▸ Texto de leitura:
::::::::::
“Meu pai leva alegria para os outros e tristeza para dentro de nossa casa”


Coca-Cola submete motorista a um trabalho sobre-humano e sentença judicial atesta prática de propaganda enganosa

Coca-Cola submete motorista a um trabalho sobre-humano e sentença judicial atesta prática de propaganda enganosa

Eduardo Sales de Lima

da Redação


Por desrespeitar os direitos do motorista Adilson Barcelos Almeida, a Coca-Cola do Brasil e a transportadora Gafor Ltda. foram condenadas pela 3ª Vara do Trabalho de Jundiaí a pagar ao trabalhador todas as horas extras e as diferenças salariais pela não integração dos adicionais de produtividade. Também deverá quitar os honorários advocatícios (cerca de 20% do valor da condenação). A sentença foi dada pelo juiz Jorge Luiz Souto Maior.


Adilson, contratado por uma empresa terceirizada da Coca-Cola, a transportadora Gafor, trabalhava, em média, 18 horas por dia, praticamente sem descansar (o caso é dos anos 1990).“Ela (Coca Cola) é responsável solidariamente. Na medida em que responde à atividade fim”, explica o advogado trabalhista Magnus Facatti.


Na sentença, o juiz considerou a defesa das empresas como sendo “social e juridicamente irresponsáveis”. Segundo o juiz Souto Maior, ambas, Gafor e Spal (nome jurídico da Coca-Cola no Brasil), citaram a ausência de controle de jornada dos motoristas do transporte de cargas como justificativa para não pagar as horas extras e os demais direitos aos motoristas, como se não exigissem e controlassem os horários de entrega da produção.
::::::::::
▸ O que se espera: Prossiga com a reportagem sobre a condenação da Coca-Cola e da Gafor pela Justiça do Trabalho, a partir do último parágrafo dela. O material que vem depois tem outra origem.

▸ Informações fornecidas:
::::::::::
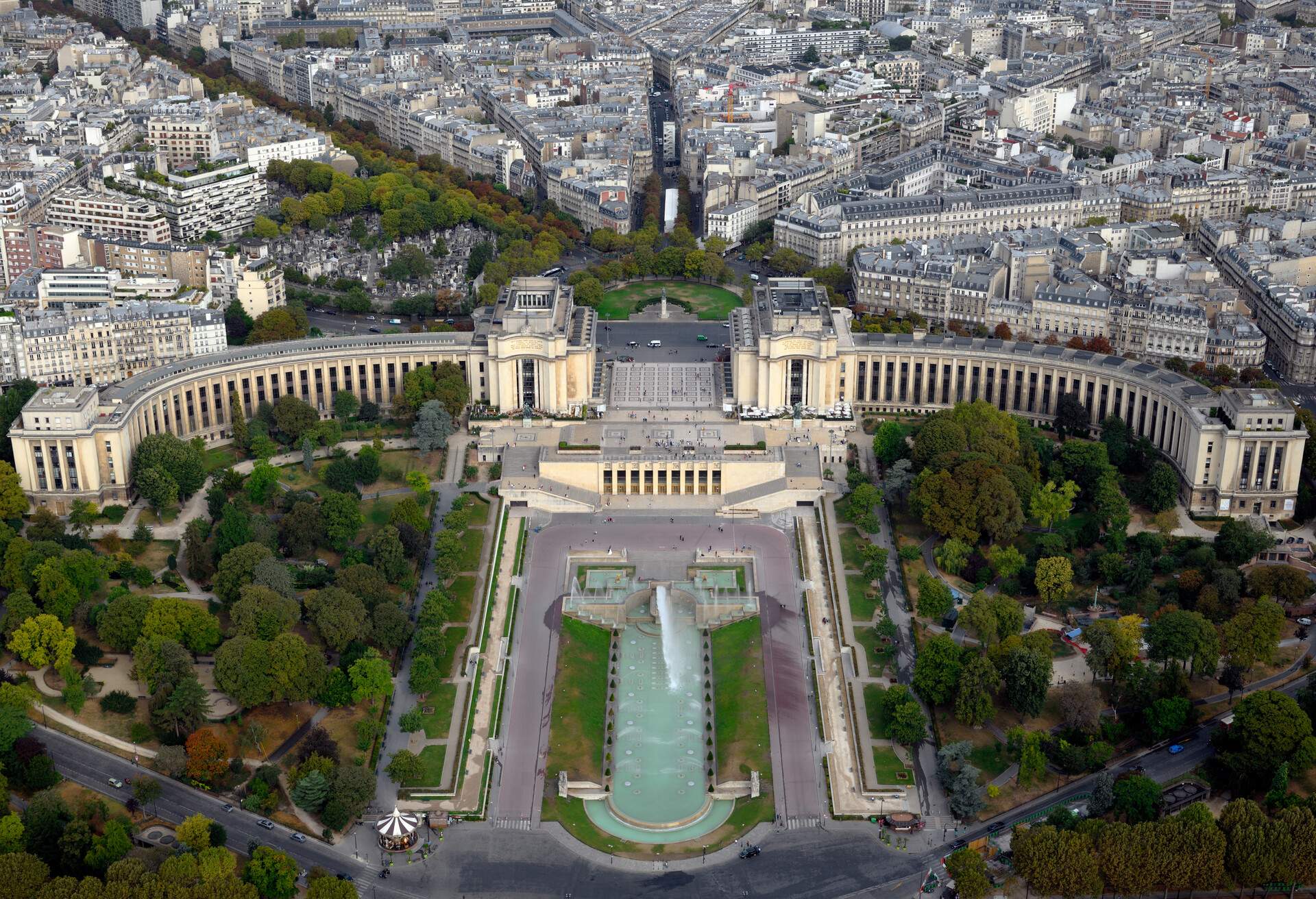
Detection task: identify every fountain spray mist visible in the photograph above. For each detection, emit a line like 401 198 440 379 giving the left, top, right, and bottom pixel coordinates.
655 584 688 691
::::::::::
▸ Resultado do exercício:
Adilson revelou ao juiz que trabalhava das 5h30 às 24h00, de segunda à sexta-feira, e das 5h30 às 22h00, aos sábados, com apenas 20 minutos de intervalo para refeição e descanso. “Existe uma limitação constitucional em relação a horas trabalhadas e, na Consolidação das Leis Trabalhistas (CLT), há o artigo 61, que limita uma jornada de 10 horas, mais duas horas extras”, elucida Facatti.


Pelo dano social, a Coca-Cola foi condenada a pagar o equivalente a 30% do lucro obtido durante a “Semana otimismo que transforma”, de 17 a 23 de maio de 2009, que será revertida ao Fundo de Defesa dos Direitos Difusos.


Socialmente irresponsável

Na declaração judicial, Jorge Luiz Souto Maior analisou a exploração da imagem da profissão de motorista em uma recente peça publicitária da Coca-Cola e a propaganda enganosa da auto-promoção da empresa como socialmente responsável, por causa da campanha “Otimismo que transforma”.


Em relação à propaganda que circulava na internet e na televisão até o mês de maio, uma criança se diz orgulhosa pelo fato de seu pai dirigir um caminhão da Coca-Cola, “levando alegria para as pessoas”. Entretanto, Souto Maior pontua, na sentença, que “é preciso que a propaganda esteja em conformidade com a realidade”.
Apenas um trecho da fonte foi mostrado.